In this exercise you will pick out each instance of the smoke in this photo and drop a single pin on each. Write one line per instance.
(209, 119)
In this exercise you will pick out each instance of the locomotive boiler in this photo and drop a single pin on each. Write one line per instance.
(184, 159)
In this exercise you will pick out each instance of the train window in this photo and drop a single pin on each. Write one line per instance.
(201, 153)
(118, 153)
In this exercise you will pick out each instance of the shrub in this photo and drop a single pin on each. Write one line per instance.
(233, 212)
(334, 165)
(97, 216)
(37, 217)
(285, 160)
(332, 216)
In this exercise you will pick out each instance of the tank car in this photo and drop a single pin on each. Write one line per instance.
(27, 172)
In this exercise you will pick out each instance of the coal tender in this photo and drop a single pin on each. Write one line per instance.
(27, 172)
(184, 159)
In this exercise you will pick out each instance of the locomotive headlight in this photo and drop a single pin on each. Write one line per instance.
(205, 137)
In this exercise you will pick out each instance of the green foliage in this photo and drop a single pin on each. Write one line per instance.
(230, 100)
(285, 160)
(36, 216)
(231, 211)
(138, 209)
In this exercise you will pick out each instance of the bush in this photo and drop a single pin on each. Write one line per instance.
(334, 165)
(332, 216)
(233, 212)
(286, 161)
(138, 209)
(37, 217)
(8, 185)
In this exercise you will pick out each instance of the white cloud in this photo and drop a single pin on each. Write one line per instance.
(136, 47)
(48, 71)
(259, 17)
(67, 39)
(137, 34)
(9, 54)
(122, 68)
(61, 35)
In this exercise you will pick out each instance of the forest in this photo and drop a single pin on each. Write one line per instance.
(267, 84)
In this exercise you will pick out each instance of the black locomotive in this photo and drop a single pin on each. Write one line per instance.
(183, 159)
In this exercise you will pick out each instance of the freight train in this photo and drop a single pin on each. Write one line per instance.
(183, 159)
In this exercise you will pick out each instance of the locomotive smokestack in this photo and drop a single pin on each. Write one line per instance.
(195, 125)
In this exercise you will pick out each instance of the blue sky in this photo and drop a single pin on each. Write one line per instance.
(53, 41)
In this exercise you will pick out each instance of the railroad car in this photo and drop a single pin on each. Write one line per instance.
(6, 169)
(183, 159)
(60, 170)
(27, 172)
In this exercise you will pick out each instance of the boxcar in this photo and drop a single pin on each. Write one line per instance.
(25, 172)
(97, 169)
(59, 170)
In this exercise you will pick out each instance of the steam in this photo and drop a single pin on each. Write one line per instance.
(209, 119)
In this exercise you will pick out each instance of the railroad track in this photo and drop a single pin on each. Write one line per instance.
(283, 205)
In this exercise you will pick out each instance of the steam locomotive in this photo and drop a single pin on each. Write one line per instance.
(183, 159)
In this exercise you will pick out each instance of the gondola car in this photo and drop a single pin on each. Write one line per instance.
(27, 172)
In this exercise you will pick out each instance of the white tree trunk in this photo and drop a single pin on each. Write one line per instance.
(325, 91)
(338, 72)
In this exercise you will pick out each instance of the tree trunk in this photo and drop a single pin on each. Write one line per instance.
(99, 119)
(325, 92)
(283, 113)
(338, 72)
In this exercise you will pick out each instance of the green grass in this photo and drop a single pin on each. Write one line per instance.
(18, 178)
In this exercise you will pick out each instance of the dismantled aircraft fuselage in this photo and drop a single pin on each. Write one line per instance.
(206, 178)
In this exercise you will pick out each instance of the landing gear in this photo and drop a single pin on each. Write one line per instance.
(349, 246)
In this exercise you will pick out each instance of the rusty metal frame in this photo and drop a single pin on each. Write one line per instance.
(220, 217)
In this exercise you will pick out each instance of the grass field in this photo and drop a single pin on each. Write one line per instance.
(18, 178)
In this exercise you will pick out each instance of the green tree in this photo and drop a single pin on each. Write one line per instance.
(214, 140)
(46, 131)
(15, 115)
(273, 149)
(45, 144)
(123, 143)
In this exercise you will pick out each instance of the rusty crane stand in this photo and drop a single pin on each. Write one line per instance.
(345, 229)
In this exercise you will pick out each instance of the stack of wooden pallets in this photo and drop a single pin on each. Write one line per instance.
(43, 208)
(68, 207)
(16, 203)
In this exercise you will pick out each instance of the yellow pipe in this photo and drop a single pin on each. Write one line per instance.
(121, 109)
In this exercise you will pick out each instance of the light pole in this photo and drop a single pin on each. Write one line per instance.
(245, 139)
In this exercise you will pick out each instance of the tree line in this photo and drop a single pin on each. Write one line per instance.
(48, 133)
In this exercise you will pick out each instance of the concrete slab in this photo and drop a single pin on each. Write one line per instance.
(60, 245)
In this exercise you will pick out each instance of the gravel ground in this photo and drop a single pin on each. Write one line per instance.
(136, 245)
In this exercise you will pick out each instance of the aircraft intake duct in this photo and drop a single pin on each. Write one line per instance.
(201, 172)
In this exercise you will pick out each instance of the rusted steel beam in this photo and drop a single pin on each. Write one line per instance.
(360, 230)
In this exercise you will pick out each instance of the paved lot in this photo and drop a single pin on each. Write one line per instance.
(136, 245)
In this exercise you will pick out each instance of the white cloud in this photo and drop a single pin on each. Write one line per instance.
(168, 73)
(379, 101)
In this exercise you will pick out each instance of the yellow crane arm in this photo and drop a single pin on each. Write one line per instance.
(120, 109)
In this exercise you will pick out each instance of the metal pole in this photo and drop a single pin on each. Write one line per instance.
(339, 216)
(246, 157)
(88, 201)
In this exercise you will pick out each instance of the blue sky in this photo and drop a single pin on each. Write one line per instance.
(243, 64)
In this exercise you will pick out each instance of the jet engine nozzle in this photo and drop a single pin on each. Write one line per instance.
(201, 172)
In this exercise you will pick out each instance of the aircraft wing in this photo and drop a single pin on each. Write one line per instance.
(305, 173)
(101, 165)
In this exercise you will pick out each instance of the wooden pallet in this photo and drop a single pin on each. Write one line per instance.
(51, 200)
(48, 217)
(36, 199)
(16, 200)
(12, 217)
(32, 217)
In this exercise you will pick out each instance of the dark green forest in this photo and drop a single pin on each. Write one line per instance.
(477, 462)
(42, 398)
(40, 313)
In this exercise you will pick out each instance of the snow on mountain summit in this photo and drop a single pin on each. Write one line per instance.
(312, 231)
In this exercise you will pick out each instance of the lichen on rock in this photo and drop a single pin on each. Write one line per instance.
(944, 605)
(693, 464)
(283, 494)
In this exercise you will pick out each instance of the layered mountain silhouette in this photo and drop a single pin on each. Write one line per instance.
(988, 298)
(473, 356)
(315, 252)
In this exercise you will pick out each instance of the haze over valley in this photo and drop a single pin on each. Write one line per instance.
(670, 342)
== == ==
Aim of the task: Please transcribe each of the entries, exactly as written.

Written response:
In this exercise you will pick out each instance of the smoke in this photo and drop a single pin on each. Write one line per instance.
(209, 119)
In this exercise you will pick out each instance of the locomotive boiler in this photo and drop a single pin on each. Write one line per instance.
(184, 159)
In this exercise you will pick out each instance of the train window in this photo and drop a single pin on each. Write one line per instance.
(201, 153)
(118, 153)
In this exercise you will pick out each instance of the shrub in this photo and drop a single pin on each. Write one line per instance.
(233, 212)
(334, 165)
(97, 216)
(37, 217)
(285, 160)
(332, 216)
In this exercise you will pick out each instance of the tank car in this photo and drop a single pin on each. Write one line per instance.
(27, 172)
In this exercise you will pick out each instance of the coal tender in this photo and drop a single pin on each. Write one line per instance.
(27, 172)
(184, 159)
In this exercise you will pick out each instance of the locomotive headlight in this photo and drop a single pin on each. Write one line per instance.
(205, 137)
In this exercise you will pick out each instance of the green foliage in this photo and drop a single pin on each. Write one line per instance.
(230, 100)
(285, 160)
(36, 216)
(231, 211)
(138, 209)
In this exercise you will pick out each instance of the bush in this photo and drop a single pin on each. Write one line per instance.
(334, 165)
(332, 216)
(233, 212)
(286, 161)
(138, 209)
(37, 217)
(8, 185)
In this exercise you will pick out each instance of the white cloud in this photo and drop a single pin on each. Write one line per instance.
(136, 47)
(48, 71)
(259, 17)
(67, 39)
(137, 34)
(9, 54)
(122, 68)
(61, 35)
In this exercise you will pick out each instance of the forest in this photo and drop a single pin on each. Write one line per instance.
(267, 84)
In this exercise you will pick out each instance of the black locomotive in this photo and drop a single pin on each. Write one line per instance.
(183, 159)
In this exercise you will pick out each instance of the freight train in this photo and drop a single pin on each. Write one line per instance.
(183, 159)
In this exercise you will pick out each instance of the locomotive smokestack in this photo and drop a single pin on each. Write one line per instance.
(195, 125)
In this exercise you will pick out each instance of the blue sky in this photo and drop a single pin on each. Write one line per instance.
(53, 41)
In this exercise you will pick out each instance of the railroad car in this photo and drop a single pin on each. Write one line per instance.
(6, 169)
(183, 159)
(60, 170)
(27, 172)
In this exercise you will pick out each instance of the boxcar in this photo and drop a single pin on each. Write one line per instance.
(25, 172)
(97, 169)
(59, 170)
In this exercise you will pick out each instance of the steam in this photo and drop a single pin on each. Write one line per instance.
(209, 119)
In this exercise you will pick out each instance of the railroad track in this photo and drop a single pin on each. Write one line per instance.
(283, 205)
In this exercise you will pick out each instance of the steam locomotive in this photo and drop a single pin on each. Write one line per instance.
(183, 159)
In this exercise you will pick out each instance of the gondola car in this photo and drop a single pin on each. Write one line per instance.
(27, 172)
In this exercise you will pick out each instance of the white tree trunk in this photo and drop a single pin on each. Write one line per instance.
(325, 91)
(338, 72)
In this exercise you will pick out each instance of the tree trunk in this photo and drop a single pin on each. Write one line per instance.
(99, 119)
(325, 92)
(283, 113)
(338, 72)
In this exercise you will pick out each instance of the green grass in this photo and drop a single pin on each. Write one line per instance.
(18, 178)
In this exercise you will pick out each instance of the dismantled aircraft fuselage in this photo and drop a single pin on each. Write one line per instance.
(206, 178)
In this exercise you will pick out each instance of the landing gear in this photo and drop a single pin on each. Write one line per instance.
(349, 246)
In this exercise you will pick out each instance of the rusty metal frame in this photo and drop a single pin on each. Write one line per instance.
(220, 217)
In this exercise you will pick out each instance of the grass field in this photo and drop a single pin on each. Write one line per instance.
(18, 178)
In this exercise you will pick out each instance of the green tree in this photo and drop a single pin on each. Write one line per instance.
(214, 140)
(46, 131)
(15, 115)
(273, 149)
(45, 144)
(123, 143)
In this exercise you will pick out each instance of the rusty crane stand in this photo and drop a single pin on each. Write one line per instance.
(345, 229)
In this exercise you will pick out each instance of the stack of wooden pallets in this photo and drop a single pin on each. Write one line per instance.
(43, 208)
(68, 207)
(16, 203)
In this exercise you will pick out each instance of the yellow pipe in this photo and drop a single pin on each. Write one line per instance.
(121, 109)
In this exercise you will pick out each instance of the light pole in this photo and drop a single pin on each. Write one line per instance.
(245, 139)
In this exercise you will pick out each instance of the tree line in this photo and drop a single pin on each. Write one line per instance.
(48, 133)
In this exercise you will pick out each instance of the concrete slab in this photo and drop a single pin on each. Write one line per instance.
(60, 245)
In this exercise you will pick out each instance of the gravel ground in this photo and drop a single pin on each. Write one line per instance.
(136, 245)
In this exercise you will pick out each instance of the aircraft intake duct in this photo and drop a single pin on each. Write one line per instance.
(201, 172)
In this exercise you will pick out each instance of the rusted steel beam in this photo and drop a single pin on each. Write one line per instance.
(360, 230)
In this exercise you will pick out each instance of the paved lot in this photo and drop a single pin on each. Write one line per instance.
(136, 245)
In this exercise you will pick out each instance of the white cloud in this photo and drop a single pin on each. Write one line per instance.
(168, 73)
(379, 101)
In this exercise you will pick out each instance of the yellow crane arm in this photo and drop a single pin on each. Write one line per instance.
(120, 109)
In this exercise you will pick out each instance of the metal pole in this photo and drop a single pin on each. Write one line per instance.
(339, 216)
(246, 157)
(88, 201)
In this exercise you will pick out each instance of the blue sky in this photo and drop a single pin on each. Write one line per instance.
(243, 64)
In this exercise you will pick out each instance of the jet engine nozzle in this photo and drop a single pin on each. Write one line per instance.
(201, 172)
In this exercise you will pick out each instance of the aircraft wing in this photo and drop a single pin on each. Write one line per instance.
(305, 173)
(101, 165)
In this exercise you will pick out each instance of the wooden pallet in this photo and drop a single pin on each. Write one line per instance.
(51, 200)
(48, 217)
(36, 199)
(16, 200)
(12, 217)
(32, 217)
In this exercise you will pick out each instance of the dark green forest in this photo and drop a single pin on each. Write one line per instance.
(477, 462)
(42, 398)
(40, 313)
In this exercise you will pick out each instance of the snow on mountain summit in this photo and drop a single pin on each. Write one line per instance.
(312, 231)
In this exercise you will pick out each instance of the lichen on rock in this photo and drop a single pin on each. Write one line per instance.
(944, 605)
(693, 464)
(283, 494)
In this exercise you will pick out each instance of the layered mountain silhouette in this photo and drop a single pin on each. Write one line per instance.
(988, 298)
(473, 356)
(315, 252)
In this exercise you will pick out each instance of the haze over valley in this photo and drop a single pin on each. Write one line per instance.
(670, 342)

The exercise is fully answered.